▶ **WHAT TO DO**:
Reproduce the records below word for word, from the line containing "the bomber's tail" through the end of the records, both ends included.

===== GIVEN INFORMATION =====

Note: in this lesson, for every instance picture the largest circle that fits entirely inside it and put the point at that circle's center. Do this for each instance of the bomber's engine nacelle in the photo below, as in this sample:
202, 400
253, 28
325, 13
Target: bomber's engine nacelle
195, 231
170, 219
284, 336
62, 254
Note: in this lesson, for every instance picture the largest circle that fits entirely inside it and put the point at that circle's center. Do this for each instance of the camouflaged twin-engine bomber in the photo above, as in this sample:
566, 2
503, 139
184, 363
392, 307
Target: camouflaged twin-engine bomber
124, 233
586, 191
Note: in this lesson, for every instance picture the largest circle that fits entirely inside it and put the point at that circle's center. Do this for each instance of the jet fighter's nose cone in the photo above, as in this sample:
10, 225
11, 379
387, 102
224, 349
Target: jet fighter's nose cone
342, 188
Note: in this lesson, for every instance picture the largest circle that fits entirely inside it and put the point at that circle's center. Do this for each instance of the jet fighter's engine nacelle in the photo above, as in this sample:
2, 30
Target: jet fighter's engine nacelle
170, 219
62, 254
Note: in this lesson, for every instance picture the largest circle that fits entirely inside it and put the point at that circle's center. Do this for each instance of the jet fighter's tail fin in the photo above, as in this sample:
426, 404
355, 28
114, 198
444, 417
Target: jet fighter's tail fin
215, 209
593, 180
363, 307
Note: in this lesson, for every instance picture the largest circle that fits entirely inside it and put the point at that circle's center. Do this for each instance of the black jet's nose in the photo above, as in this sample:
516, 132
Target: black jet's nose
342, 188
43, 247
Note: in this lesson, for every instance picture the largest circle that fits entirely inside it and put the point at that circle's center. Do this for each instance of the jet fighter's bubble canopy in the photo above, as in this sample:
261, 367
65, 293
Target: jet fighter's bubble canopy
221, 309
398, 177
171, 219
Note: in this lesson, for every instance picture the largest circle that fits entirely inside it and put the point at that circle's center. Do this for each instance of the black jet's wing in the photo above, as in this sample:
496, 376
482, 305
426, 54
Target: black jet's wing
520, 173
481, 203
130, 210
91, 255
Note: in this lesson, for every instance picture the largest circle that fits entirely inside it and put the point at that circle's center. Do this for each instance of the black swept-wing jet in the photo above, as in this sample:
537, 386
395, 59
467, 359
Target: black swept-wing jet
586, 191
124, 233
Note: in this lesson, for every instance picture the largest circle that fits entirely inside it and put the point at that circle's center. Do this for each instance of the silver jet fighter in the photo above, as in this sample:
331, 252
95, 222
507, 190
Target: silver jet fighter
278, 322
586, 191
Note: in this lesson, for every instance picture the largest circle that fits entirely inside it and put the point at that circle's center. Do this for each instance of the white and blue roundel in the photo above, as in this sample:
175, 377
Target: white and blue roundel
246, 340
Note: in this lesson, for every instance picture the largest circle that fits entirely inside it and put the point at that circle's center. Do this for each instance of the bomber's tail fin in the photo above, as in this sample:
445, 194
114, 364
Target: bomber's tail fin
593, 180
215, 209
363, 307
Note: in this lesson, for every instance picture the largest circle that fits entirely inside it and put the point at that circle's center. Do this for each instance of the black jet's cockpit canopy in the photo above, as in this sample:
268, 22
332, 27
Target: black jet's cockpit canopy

=====

▶ **OUTPUT FOR THIS EXERCISE**:
Note: in this lesson, for every instance picture the largest circle that fits entirely inside it and put the point at that circle's center. Do this for each instance of the bomber's tail fin in the photo above, as in this sample:
445, 194
114, 364
Target: bomber's tail fin
593, 180
215, 209
363, 307
Note: in this lesson, for every instance picture the largest circle that fits entirely inside it and put the point at that circle's center. Do this for each instance of the black jet's cockpit canopy in the photo above, as in this sample:
268, 22
332, 27
Target: black jet's cockpit canopy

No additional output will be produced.